Tasks for this exercise –
(1) In the pet diet article, reproduce the passage from "It’s harder to" to "pet is eating." character for character.
(2) Translate this sentence from the pet diet article into Spanish: "Pica is a compulsive eating disorder, and it can be due to a poor diet."

Excerpt –
::::::::

When training for a marathon or any other sporting event, a human athlete won’t get very far if all he or she eats is junk food. Diet is so important to keep the body working smoothly, and what we feed our pets matters just as much as what we eat. A poor diet can seriously affect a pet’s health, and can also be a reason for your pet’s bad behavior. Dog training, housebreaking, hyperactivity and aggression issues are some of the things that may be affected by the food your pet eats.

Dog Training 

If you don’t have your dog’s attention, you aren’t going to be able to teach him. Lower quality pet food makes training a puppy or dog harder if they are hungry all the time and have no energy. Training requires a dog to focus, and if he’s hungry or feels sluggish, learning a command is more difficult. Cheaper food may actually require a pet to eat more to feel full, and with lower quality nutrients, he may struggle with his learning. A dog that doesn’t understand basic commands can be harder to control.


It’s harder to housebreak a puppy or dog if they need to go more because they have to eat more. Fillers in lower quality pet foods are there to help fill pets up. In order for food to be effective, it needs to be absorbed into the body. Poorer quality foods aren’t absorbed as well, and the end result is that a puppy or dog needs to “go” more often. On average, adult dogs should only have one to two bowel movements each day, and puppies are old enough to control their bladder and bowels by the age of six months. If they are going more than that but have no health issues which could cause this, it’s wise to evaluate the food your pet is eating.

Cats eating a lower quality pet food may stop using the litter box if they are using it more often and you find it hard to keep it clean because of more frequent use. Like dogs, a healthy cat should have a bowel movement one or two times a day. Diet can affect a pet’s coat, skin, eyes, muscle development, overall health and energy level.


Pica is a compulsive eating disorder, and it can be due to a poor diet. A hungry pet may try to satisfy their hunger by eating non food items like rocks, socks, plastic bags, dirt or anything they can find to munch on. A pet that eats non food items should be checked out by a vet to make sure there are no medical problems.

::::::::

Record excerpts –
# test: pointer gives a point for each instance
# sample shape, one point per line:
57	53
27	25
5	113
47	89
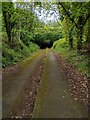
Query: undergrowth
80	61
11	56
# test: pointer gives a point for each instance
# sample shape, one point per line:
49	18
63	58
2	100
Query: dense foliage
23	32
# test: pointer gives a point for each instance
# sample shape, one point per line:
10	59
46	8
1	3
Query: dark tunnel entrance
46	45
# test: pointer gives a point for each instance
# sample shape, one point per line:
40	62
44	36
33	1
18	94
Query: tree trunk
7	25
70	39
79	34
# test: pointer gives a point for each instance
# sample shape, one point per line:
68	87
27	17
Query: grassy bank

::::::::

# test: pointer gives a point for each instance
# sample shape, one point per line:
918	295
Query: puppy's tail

::::::::

Results for the exercise –
(1)
It’s harder to housebreak a puppy or dog if they need to go more because they have to eat more. Fillers in lower quality pet foods are there to help fill pets up. In order for food to be effective, it needs to be absorbed into the body. Poorer quality foods aren’t absorbed as well, and the end result is that a puppy or dog needs to “go” more often. On average, adult dogs should only have one to two bowel movements each day, and puppies are old enough to control their bladder and bowels by the age of six months. If they are going more than that but have no health issues which could cause this, it’s wise to evaluate the food your pet is eating.

(2) La pica es un trastorno alimentario compulsivo y puede deberse a una mala alimentación.